**WORK ORDER**
Return every line of the listing below, unchanged, from its first line to the line holding "I already know the white", that line included.

**RECORDED INFORMATION**
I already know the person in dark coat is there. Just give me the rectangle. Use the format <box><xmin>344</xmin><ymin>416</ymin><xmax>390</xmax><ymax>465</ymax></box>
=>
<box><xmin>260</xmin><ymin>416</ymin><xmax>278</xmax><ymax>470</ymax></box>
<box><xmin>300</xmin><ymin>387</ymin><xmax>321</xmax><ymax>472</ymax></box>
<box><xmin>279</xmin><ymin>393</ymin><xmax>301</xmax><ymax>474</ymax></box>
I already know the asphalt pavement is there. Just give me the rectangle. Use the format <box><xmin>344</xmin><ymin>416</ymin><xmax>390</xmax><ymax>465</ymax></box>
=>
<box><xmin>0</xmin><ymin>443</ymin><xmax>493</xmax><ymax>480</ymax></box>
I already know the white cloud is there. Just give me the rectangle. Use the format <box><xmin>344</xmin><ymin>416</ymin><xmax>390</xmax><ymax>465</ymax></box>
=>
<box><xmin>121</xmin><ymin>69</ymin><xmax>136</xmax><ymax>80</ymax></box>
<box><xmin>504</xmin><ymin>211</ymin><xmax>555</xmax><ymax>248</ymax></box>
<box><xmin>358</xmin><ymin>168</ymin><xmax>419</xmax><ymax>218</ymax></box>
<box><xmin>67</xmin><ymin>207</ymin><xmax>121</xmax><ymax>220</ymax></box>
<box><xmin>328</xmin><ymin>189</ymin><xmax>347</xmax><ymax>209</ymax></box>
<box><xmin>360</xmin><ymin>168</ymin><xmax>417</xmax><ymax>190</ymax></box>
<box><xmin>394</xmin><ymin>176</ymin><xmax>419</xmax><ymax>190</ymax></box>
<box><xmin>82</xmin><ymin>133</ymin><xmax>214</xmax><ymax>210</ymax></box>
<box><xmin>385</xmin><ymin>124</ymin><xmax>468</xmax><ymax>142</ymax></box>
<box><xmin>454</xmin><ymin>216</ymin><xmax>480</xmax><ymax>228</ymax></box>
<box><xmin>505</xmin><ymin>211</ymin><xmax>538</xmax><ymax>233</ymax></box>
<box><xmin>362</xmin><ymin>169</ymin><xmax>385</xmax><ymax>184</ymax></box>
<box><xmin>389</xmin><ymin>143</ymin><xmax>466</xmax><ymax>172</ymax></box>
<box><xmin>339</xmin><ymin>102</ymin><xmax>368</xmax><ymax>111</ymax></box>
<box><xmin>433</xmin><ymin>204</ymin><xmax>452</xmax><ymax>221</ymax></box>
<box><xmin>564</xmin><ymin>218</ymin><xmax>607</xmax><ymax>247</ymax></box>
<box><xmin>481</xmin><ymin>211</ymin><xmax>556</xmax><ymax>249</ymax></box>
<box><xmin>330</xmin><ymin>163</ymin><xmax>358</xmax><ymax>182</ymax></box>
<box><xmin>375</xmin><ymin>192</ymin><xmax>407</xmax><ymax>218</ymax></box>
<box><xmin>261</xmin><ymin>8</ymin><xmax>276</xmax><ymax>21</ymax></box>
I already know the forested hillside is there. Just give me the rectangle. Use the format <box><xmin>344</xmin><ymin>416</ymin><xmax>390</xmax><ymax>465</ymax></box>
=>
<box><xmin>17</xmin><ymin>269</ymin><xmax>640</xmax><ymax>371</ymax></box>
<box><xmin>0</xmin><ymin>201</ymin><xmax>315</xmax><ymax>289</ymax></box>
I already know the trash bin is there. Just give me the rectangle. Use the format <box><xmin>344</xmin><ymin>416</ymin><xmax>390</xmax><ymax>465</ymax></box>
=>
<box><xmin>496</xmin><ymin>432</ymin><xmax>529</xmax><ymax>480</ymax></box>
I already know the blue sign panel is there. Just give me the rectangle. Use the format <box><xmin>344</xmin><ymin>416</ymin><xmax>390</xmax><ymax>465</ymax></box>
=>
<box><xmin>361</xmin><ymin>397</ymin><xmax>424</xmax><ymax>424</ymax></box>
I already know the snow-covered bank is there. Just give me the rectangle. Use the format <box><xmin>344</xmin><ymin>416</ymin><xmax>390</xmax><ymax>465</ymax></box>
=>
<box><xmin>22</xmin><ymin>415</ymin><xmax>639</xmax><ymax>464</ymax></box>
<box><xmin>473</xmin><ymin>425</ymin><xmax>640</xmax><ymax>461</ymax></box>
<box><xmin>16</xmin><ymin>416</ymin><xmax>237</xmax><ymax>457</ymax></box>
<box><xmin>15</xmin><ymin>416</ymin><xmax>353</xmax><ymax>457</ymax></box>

**COMPLETED TASK**
I already know the person in dark coat is there. Just give me the rectangle. Use the format <box><xmin>344</xmin><ymin>416</ymin><xmax>390</xmax><ymax>465</ymax></box>
=>
<box><xmin>260</xmin><ymin>416</ymin><xmax>278</xmax><ymax>470</ymax></box>
<box><xmin>300</xmin><ymin>387</ymin><xmax>321</xmax><ymax>472</ymax></box>
<box><xmin>279</xmin><ymin>393</ymin><xmax>301</xmax><ymax>474</ymax></box>
I already know the asphalt pavement is there. Just give me the rectangle. Use the format <box><xmin>344</xmin><ymin>416</ymin><xmax>390</xmax><ymax>465</ymax></box>
=>
<box><xmin>0</xmin><ymin>443</ymin><xmax>493</xmax><ymax>480</ymax></box>
I already know the white cloud is there. Just give me the rectangle. Use the format <box><xmin>344</xmin><ymin>416</ymin><xmax>390</xmax><ymax>465</ymax></box>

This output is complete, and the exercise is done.